EXERCISE AIM => Scan the records beneath this line for the line holding "positive clicks: (416, 311)" and the line holding "252L534 264L480 302L563", then transcribe exactly those two and all lines between.

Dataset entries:
BEGIN

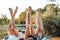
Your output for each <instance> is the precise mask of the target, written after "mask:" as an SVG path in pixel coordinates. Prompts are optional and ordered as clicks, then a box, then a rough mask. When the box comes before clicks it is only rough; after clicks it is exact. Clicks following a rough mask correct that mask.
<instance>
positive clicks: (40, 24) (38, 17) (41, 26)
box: [35, 9, 44, 34]
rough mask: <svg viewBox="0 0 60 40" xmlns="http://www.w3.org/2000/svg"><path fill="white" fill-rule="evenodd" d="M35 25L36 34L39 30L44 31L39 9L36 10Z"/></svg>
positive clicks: (43, 32) (38, 31)
mask: <svg viewBox="0 0 60 40" xmlns="http://www.w3.org/2000/svg"><path fill="white" fill-rule="evenodd" d="M36 25H37V28H36V32H35V34H38V33H39V32H42V33H44V28H43V22H42V19H41V14H40V10H39V9H38V10H37V11H36Z"/></svg>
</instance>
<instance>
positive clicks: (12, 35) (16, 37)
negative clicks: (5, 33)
mask: <svg viewBox="0 0 60 40" xmlns="http://www.w3.org/2000/svg"><path fill="white" fill-rule="evenodd" d="M20 38H24V34H22V33H21V32H20V36H19V37H16V36H15V35H10V36H9V38H8V39H7V40H19V39H20Z"/></svg>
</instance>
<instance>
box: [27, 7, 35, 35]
mask: <svg viewBox="0 0 60 40" xmlns="http://www.w3.org/2000/svg"><path fill="white" fill-rule="evenodd" d="M28 11H29V14H30V25H29V30H30V35H32V36H34V29H33V22H32V19H33V18H32V8H31V7H29V8H28Z"/></svg>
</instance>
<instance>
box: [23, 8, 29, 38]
mask: <svg viewBox="0 0 60 40" xmlns="http://www.w3.org/2000/svg"><path fill="white" fill-rule="evenodd" d="M28 18H29V17H28V9H26V31H25V37H24V39H26V38H27V37H28V36H29V20H28Z"/></svg>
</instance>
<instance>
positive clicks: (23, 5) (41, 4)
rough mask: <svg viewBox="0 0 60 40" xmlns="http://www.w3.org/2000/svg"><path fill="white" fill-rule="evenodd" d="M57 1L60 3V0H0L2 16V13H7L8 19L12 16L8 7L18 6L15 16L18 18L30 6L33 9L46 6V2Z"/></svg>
mask: <svg viewBox="0 0 60 40" xmlns="http://www.w3.org/2000/svg"><path fill="white" fill-rule="evenodd" d="M50 3H55V4H59V3H60V1H59V0H57V1H56V2H51V1H49V0H0V18H1V17H2V16H1V14H3V15H6V16H7V17H8V19H10V18H11V16H10V13H9V10H8V8H12V9H13V10H15V8H16V6H18V12H17V14H16V17H15V18H18V17H19V15H20V13H21V12H23V11H25V9H26V8H28V7H29V6H31V7H32V9H33V10H36V9H38V8H44V7H45V6H46V4H50Z"/></svg>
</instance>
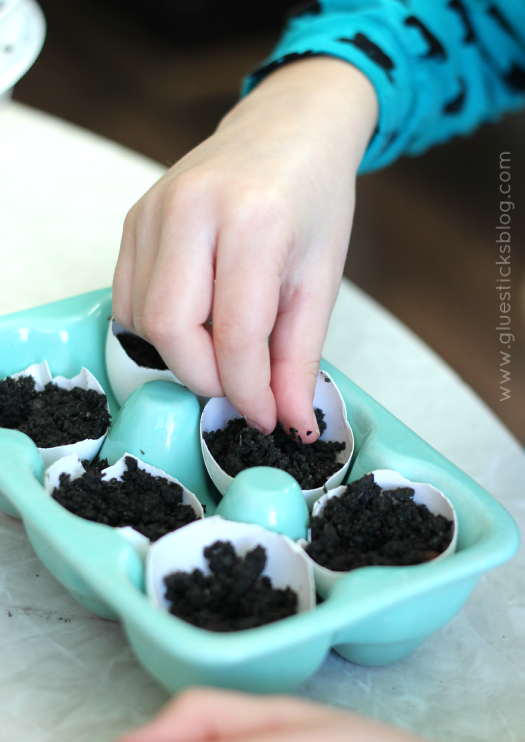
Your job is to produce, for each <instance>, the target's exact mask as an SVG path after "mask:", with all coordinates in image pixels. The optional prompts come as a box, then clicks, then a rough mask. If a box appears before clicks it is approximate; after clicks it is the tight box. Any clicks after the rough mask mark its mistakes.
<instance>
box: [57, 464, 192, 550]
mask: <svg viewBox="0 0 525 742" xmlns="http://www.w3.org/2000/svg"><path fill="white" fill-rule="evenodd" d="M125 461H126V467H127V470H126V471H125V472H124V473H123V475H122V482H120V481H118V480H117V479H109V480H103V479H102V478H101V472H102V469H106V468H107V466H108V462H107V461H106V460H105V459H102V460H100V461H96V462H95V463H94V464H91V465H90V464H89V463H88V462H86V461H83V462H82V463H83V465H84V468H85V469H86V470H87V471H86V473H85V474H83V475H82V476H81V477H78V478H77V479H73V480H71V476H70V475H69V474H61V475H60V487H58V488H56V489H55V490H54V491H53V498H54V499H55V500H56V501H57V502H58V503H60V505H62V506H63V507H65V508H66V510H69V512H70V513H74V514H75V515H78V516H80V517H81V518H86V520H92V521H95V523H105V524H106V525H108V526H114V527H115V528H118V527H123V526H132V527H133V528H134V529H135V530H136V531H139V532H140V533H142V534H143V535H144V536H147V537H148V538H149V539H150V540H151V541H156V540H157V539H158V538H160V537H161V536H164V535H165V534H166V533H170V532H171V531H175V530H176V529H177V528H181V526H185V525H186V524H187V523H191V522H192V521H194V520H196V519H197V516H196V514H195V511H194V510H193V508H192V507H191V505H182V504H181V503H182V487H181V486H180V485H179V484H175V482H168V481H167V480H166V479H163V478H162V477H154V476H152V475H151V474H148V472H145V471H143V470H142V469H139V468H138V466H137V462H136V460H135V459H133V458H131V457H130V456H126V459H125Z"/></svg>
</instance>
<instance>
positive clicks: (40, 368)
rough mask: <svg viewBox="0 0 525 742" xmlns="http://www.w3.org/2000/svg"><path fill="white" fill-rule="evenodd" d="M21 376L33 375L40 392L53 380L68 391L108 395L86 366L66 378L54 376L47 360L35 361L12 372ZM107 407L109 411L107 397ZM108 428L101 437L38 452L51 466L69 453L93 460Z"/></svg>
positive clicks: (101, 442)
mask: <svg viewBox="0 0 525 742" xmlns="http://www.w3.org/2000/svg"><path fill="white" fill-rule="evenodd" d="M21 376H32V377H33V378H34V380H35V388H36V390H37V391H38V392H41V391H43V389H44V387H45V386H46V384H48V383H49V382H51V383H52V384H56V385H57V386H58V387H60V388H61V389H67V390H68V391H69V390H71V389H73V388H74V387H78V388H79V389H84V390H87V389H93V390H94V391H96V392H98V393H99V394H103V395H104V397H106V392H105V391H104V389H103V388H102V386H101V385H100V383H99V382H98V381H97V379H96V378H95V377H94V376H93V374H92V373H91V371H89V370H88V369H87V368H84V367H82V369H81V371H80V373H79V374H77V375H76V376H74V377H73V378H72V379H66V377H65V376H54V377H52V376H51V372H50V370H49V365H48V363H47V361H43V362H42V363H33V364H31V366H28V368H26V369H24V371H19V372H18V373H16V374H12V375H11V378H12V379H18V378H20V377H21ZM106 407H107V409H108V411H109V404H108V402H107V397H106ZM108 430H109V426H108V428H107V430H106V432H105V433H104V435H102V436H100V438H97V439H94V438H84V440H82V441H77V442H76V443H69V444H68V445H67V446H53V447H52V448H39V449H38V452H39V453H40V455H41V456H42V459H43V460H44V466H46V467H48V466H51V464H53V463H54V462H55V461H58V460H59V459H61V458H64V457H65V456H69V454H72V453H77V454H78V455H79V457H80V459H81V460H82V461H85V460H86V459H88V460H89V461H92V460H93V459H94V458H95V456H96V455H97V453H98V452H99V451H100V449H101V447H102V443H103V442H104V438H105V437H106V435H107V432H108Z"/></svg>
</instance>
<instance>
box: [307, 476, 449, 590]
mask: <svg viewBox="0 0 525 742" xmlns="http://www.w3.org/2000/svg"><path fill="white" fill-rule="evenodd" d="M371 473H372V474H373V476H374V481H375V483H376V484H377V485H378V486H379V487H381V489H383V490H393V489H399V488H400V487H410V488H411V489H413V490H414V502H416V503H417V504H423V505H426V506H427V508H428V509H429V510H430V512H431V513H433V514H434V515H443V516H444V517H445V518H447V519H448V520H451V521H452V522H453V533H452V540H451V542H450V544H449V545H448V546H447V548H446V549H445V551H443V552H442V553H441V554H440V555H439V556H437V557H436V558H435V559H431V560H430V561H432V562H439V561H441V560H442V559H446V558H447V557H449V556H451V555H452V554H453V553H454V552H455V551H456V547H457V542H458V518H457V514H456V511H455V508H454V506H453V505H452V503H451V502H450V500H449V499H448V497H446V496H445V495H444V494H443V492H441V491H440V490H438V489H436V488H435V487H433V486H432V485H431V484H426V483H424V482H411V481H410V480H409V479H406V478H405V477H403V476H402V475H401V474H399V472H397V471H393V470H391V469H377V470H376V471H373V472H371ZM345 491H346V485H345V486H343V487H337V488H336V489H334V490H330V491H329V492H327V493H326V494H325V495H323V496H322V497H320V498H319V500H317V502H316V503H315V505H314V507H313V511H312V515H315V516H321V515H322V514H323V510H324V508H325V505H326V503H327V502H328V500H330V499H331V498H332V497H340V496H341V495H342V494H343V493H344V492H345ZM308 541H311V533H310V530H308ZM308 541H305V540H304V539H301V540H300V542H298V543H300V545H301V546H302V547H303V548H304V547H306V545H307V543H308ZM308 558H309V559H311V558H310V557H308ZM311 562H312V565H313V568H314V576H315V584H316V588H317V592H318V593H319V595H320V596H321V597H322V598H325V597H326V596H327V595H328V593H329V592H330V590H331V589H332V586H333V585H334V584H335V583H336V582H337V580H339V579H341V577H344V575H346V574H348V572H335V571H334V570H331V569H327V567H322V566H321V565H320V564H317V562H315V561H314V560H313V559H311Z"/></svg>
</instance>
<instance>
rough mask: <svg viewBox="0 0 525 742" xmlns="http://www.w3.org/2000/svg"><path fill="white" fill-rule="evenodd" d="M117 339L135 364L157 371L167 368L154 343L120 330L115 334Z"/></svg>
mask: <svg viewBox="0 0 525 742" xmlns="http://www.w3.org/2000/svg"><path fill="white" fill-rule="evenodd" d="M117 339H118V341H119V343H120V344H121V345H122V347H123V348H124V350H125V351H126V353H127V354H128V356H129V357H130V358H131V360H133V361H135V363H136V364H137V366H143V367H144V368H154V369H156V370H157V371H165V370H166V369H167V368H168V367H167V366H166V364H165V363H164V361H163V360H162V358H161V356H160V354H159V351H158V350H157V349H156V348H155V346H154V345H152V344H151V343H148V341H147V340H144V339H143V338H141V337H139V336H138V335H134V334H133V333H132V332H120V333H119V334H118V335H117Z"/></svg>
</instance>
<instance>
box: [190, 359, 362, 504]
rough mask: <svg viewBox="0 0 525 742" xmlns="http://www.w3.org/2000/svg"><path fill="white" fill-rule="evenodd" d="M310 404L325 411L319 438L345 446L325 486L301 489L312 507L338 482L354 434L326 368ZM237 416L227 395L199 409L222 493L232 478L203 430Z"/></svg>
mask: <svg viewBox="0 0 525 742" xmlns="http://www.w3.org/2000/svg"><path fill="white" fill-rule="evenodd" d="M313 406H314V409H318V408H319V409H320V410H321V411H322V412H323V413H324V422H325V423H326V430H325V431H324V432H323V434H322V436H321V439H322V440H326V441H339V442H344V443H345V448H344V450H343V451H340V452H339V453H338V454H337V457H336V461H337V462H338V463H339V465H340V468H339V469H338V470H337V471H336V472H335V473H334V474H332V476H331V477H329V478H328V479H327V481H326V482H325V484H324V486H321V487H316V488H315V489H310V490H303V491H302V492H303V497H304V499H305V500H306V503H307V505H308V507H309V508H312V507H313V504H314V502H315V501H316V500H318V499H319V497H321V495H322V494H323V492H326V490H327V489H332V488H333V487H337V485H339V484H341V482H342V481H343V479H344V477H345V475H346V472H347V471H348V468H349V466H350V461H351V460H352V454H353V452H354V434H353V432H352V428H351V427H350V424H349V422H348V419H347V415H346V405H345V401H344V399H343V397H342V395H341V392H340V391H339V389H338V387H337V384H336V383H335V382H334V381H333V380H332V378H331V376H330V375H329V374H328V372H327V371H319V373H318V375H317V382H316V385H315V394H314V402H313ZM240 417H241V415H240V413H239V412H238V411H237V410H236V409H235V407H233V405H232V404H231V402H230V401H229V400H228V399H227V398H226V397H215V398H213V399H210V401H209V402H208V403H207V405H206V407H205V408H204V410H203V413H202V418H201V440H202V455H203V457H204V461H205V463H206V468H207V469H208V472H209V474H210V477H211V478H212V480H213V483H214V484H215V486H216V487H217V489H218V490H219V492H220V493H221V494H222V495H224V494H226V491H227V490H228V487H229V486H230V485H231V483H232V481H233V477H231V476H230V475H229V474H227V473H226V472H225V471H224V469H222V468H221V467H220V466H219V464H218V463H217V462H216V461H215V459H214V458H213V456H212V455H211V452H210V450H209V448H208V446H207V445H206V442H205V440H204V437H202V434H203V433H209V432H210V431H212V430H222V429H223V428H225V427H226V425H227V424H228V422H229V421H230V420H235V419H238V418H240Z"/></svg>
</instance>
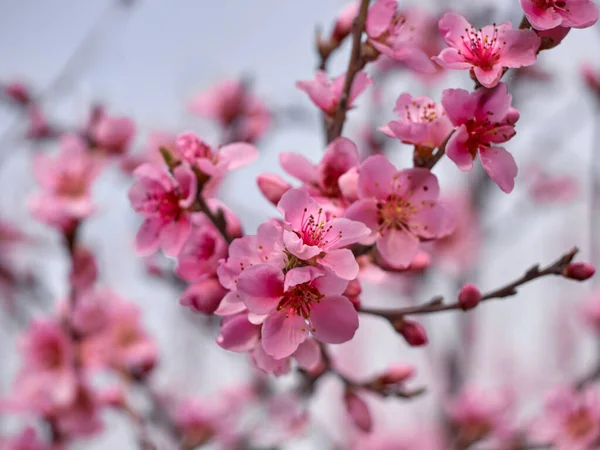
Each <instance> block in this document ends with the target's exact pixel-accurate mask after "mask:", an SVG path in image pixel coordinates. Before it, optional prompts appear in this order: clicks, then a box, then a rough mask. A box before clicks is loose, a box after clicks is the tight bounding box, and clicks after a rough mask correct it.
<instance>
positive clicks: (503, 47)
mask: <svg viewBox="0 0 600 450" xmlns="http://www.w3.org/2000/svg"><path fill="white" fill-rule="evenodd" d="M439 27H440V33H441V34H442V36H443V38H444V40H445V41H446V44H448V46H449V48H447V49H445V50H442V52H441V53H440V54H439V56H437V57H435V60H436V61H437V62H438V63H439V64H440V65H441V66H442V67H445V68H446V69H456V70H467V69H472V70H473V73H474V75H475V77H476V78H477V80H478V81H479V82H480V83H481V84H482V85H483V86H485V87H488V88H491V87H494V86H496V85H497V84H498V82H499V81H500V78H501V77H502V74H503V71H504V68H515V67H522V66H530V65H532V64H534V63H535V61H536V58H537V57H536V55H537V50H538V48H539V46H540V38H539V37H538V36H537V35H536V34H535V32H533V31H531V30H513V28H512V25H511V23H510V22H505V23H503V24H500V25H486V26H485V27H483V28H481V29H479V30H477V29H476V28H475V27H474V26H473V25H471V24H470V23H469V22H468V21H467V20H466V19H465V18H464V17H463V16H460V15H458V14H455V13H447V14H445V15H444V17H442V19H441V20H440V24H439Z"/></svg>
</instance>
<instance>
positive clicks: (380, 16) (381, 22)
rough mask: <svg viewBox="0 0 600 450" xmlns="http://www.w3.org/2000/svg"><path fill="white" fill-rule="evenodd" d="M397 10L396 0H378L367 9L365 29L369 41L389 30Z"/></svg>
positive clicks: (376, 37) (396, 3)
mask: <svg viewBox="0 0 600 450" xmlns="http://www.w3.org/2000/svg"><path fill="white" fill-rule="evenodd" d="M397 8H398V2H397V1H396V0H379V1H377V2H376V3H375V4H373V6H371V7H370V8H369V12H368V15H367V22H366V24H365V28H366V30H367V34H368V35H369V37H370V38H371V39H374V38H377V37H379V36H380V35H382V34H383V33H385V32H386V31H387V30H388V29H389V28H390V25H391V24H392V19H393V18H394V16H395V15H396V9H397Z"/></svg>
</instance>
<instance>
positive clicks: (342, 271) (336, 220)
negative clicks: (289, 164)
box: [277, 189, 369, 280]
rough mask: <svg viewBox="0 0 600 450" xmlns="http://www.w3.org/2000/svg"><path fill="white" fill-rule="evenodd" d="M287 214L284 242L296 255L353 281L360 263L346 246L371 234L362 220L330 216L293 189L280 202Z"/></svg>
mask: <svg viewBox="0 0 600 450" xmlns="http://www.w3.org/2000/svg"><path fill="white" fill-rule="evenodd" d="M277 207H278V209H279V211H281V213H282V214H283V215H284V217H285V224H284V232H283V242H284V244H285V248H286V250H287V251H288V252H289V253H290V254H291V255H293V257H295V258H297V259H299V260H301V261H306V262H308V261H309V260H314V261H315V263H316V264H318V265H320V266H322V267H325V268H328V269H330V270H332V271H333V272H334V273H335V274H336V275H337V276H339V277H341V278H344V279H346V280H352V279H354V278H356V276H357V275H358V264H357V262H356V259H355V258H354V255H353V254H352V251H351V250H349V249H347V248H344V247H346V246H348V245H350V244H354V243H356V242H358V241H359V240H361V239H362V238H364V237H366V236H368V235H369V229H368V228H367V227H366V226H365V225H363V224H362V223H360V222H356V221H352V220H350V219H346V218H332V219H330V218H328V217H327V214H326V213H325V211H324V210H323V208H322V207H321V205H320V204H319V203H317V202H316V201H315V200H314V199H313V198H312V197H311V196H310V195H309V194H308V193H307V192H306V191H303V190H300V189H291V190H289V191H288V192H286V193H285V194H284V195H283V197H281V201H280V202H279V204H278V205H277Z"/></svg>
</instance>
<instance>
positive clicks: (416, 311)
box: [360, 247, 579, 321]
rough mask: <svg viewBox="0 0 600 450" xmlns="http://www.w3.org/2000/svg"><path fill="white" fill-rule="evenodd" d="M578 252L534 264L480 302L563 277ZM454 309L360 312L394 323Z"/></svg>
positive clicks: (423, 307) (454, 307) (363, 310)
mask: <svg viewBox="0 0 600 450" xmlns="http://www.w3.org/2000/svg"><path fill="white" fill-rule="evenodd" d="M578 251H579V249H578V248H577V247H573V248H572V249H571V250H570V251H568V252H567V253H565V254H564V255H562V256H561V257H560V258H558V259H557V260H556V261H554V262H553V263H551V264H550V265H548V266H546V267H544V268H542V269H540V266H539V264H536V265H535V266H533V267H531V268H530V269H529V270H527V271H526V272H525V273H524V274H523V275H522V276H521V277H519V278H517V279H516V280H515V281H513V282H511V283H508V284H507V285H505V286H502V287H500V288H498V289H494V290H493V291H489V292H487V293H485V294H483V296H482V300H481V301H486V300H492V299H498V298H505V297H511V296H513V295H516V294H517V288H518V287H520V286H522V285H524V284H526V283H528V282H530V281H533V280H536V279H538V278H542V277H545V276H548V275H559V276H564V274H563V271H564V270H565V268H566V267H567V265H568V264H569V263H570V262H571V261H572V260H573V258H574V257H575V255H576V254H577V252H578ZM436 300H439V297H436ZM455 309H462V306H461V305H460V304H459V303H458V302H455V303H448V304H444V303H440V302H439V301H433V302H432V301H429V302H427V303H425V304H424V305H419V306H410V307H407V308H400V309H396V310H385V309H375V308H373V309H371V308H361V310H360V312H362V313H365V314H371V315H374V316H380V317H385V318H386V319H388V320H390V321H395V320H398V319H402V317H404V316H405V315H412V314H429V313H436V312H441V311H450V310H455Z"/></svg>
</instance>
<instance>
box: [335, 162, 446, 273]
mask: <svg viewBox="0 0 600 450" xmlns="http://www.w3.org/2000/svg"><path fill="white" fill-rule="evenodd" d="M358 194H359V197H360V200H359V201H357V202H355V203H353V204H352V205H351V206H350V208H348V211H347V213H346V217H348V218H350V219H353V220H358V221H361V222H363V223H364V224H365V225H367V226H368V227H369V228H370V229H371V232H372V236H373V237H375V243H376V245H377V250H378V251H379V253H380V254H381V256H382V257H383V258H384V259H385V260H386V262H387V263H388V264H389V265H390V266H392V267H393V268H397V269H405V268H407V267H408V266H409V265H410V263H411V262H412V261H413V259H414V258H415V256H416V255H417V252H418V251H419V240H420V239H424V240H428V239H436V238H439V237H441V236H444V235H446V234H448V233H449V232H450V231H451V230H452V228H451V224H448V221H447V220H446V210H445V208H444V207H443V206H441V205H440V204H438V203H437V200H438V196H439V185H438V181H437V178H436V176H435V175H433V174H432V173H431V172H430V171H429V170H427V169H422V168H415V169H405V170H400V171H398V169H396V167H394V165H393V164H392V163H391V162H390V161H389V160H388V159H387V158H386V157H385V156H382V155H376V156H371V157H369V158H367V159H366V160H365V161H364V162H363V163H362V165H361V166H360V169H359V180H358Z"/></svg>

END

RESULT FOR THIS EXERCISE =>
positive clicks: (416, 311)
box: [360, 247, 579, 321]
rough mask: <svg viewBox="0 0 600 450" xmlns="http://www.w3.org/2000/svg"><path fill="white" fill-rule="evenodd" d="M578 252L534 264L480 302L563 277ZM454 309L360 312L394 323Z"/></svg>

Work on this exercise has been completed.